» **Data for analysis**
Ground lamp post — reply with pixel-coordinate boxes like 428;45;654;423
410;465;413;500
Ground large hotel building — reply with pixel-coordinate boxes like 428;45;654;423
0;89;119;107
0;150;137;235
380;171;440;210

» **Task description**
Word for word, set down all of the material.

» **Expected answer**
Ground lamp post — reply with pixel-coordinate boxes like 428;45;654;423
410;465;413;500
Ground large hotel building — reply with pixel-coordinate boxes like 428;45;654;423
0;89;119;107
0;150;137;235
380;171;440;210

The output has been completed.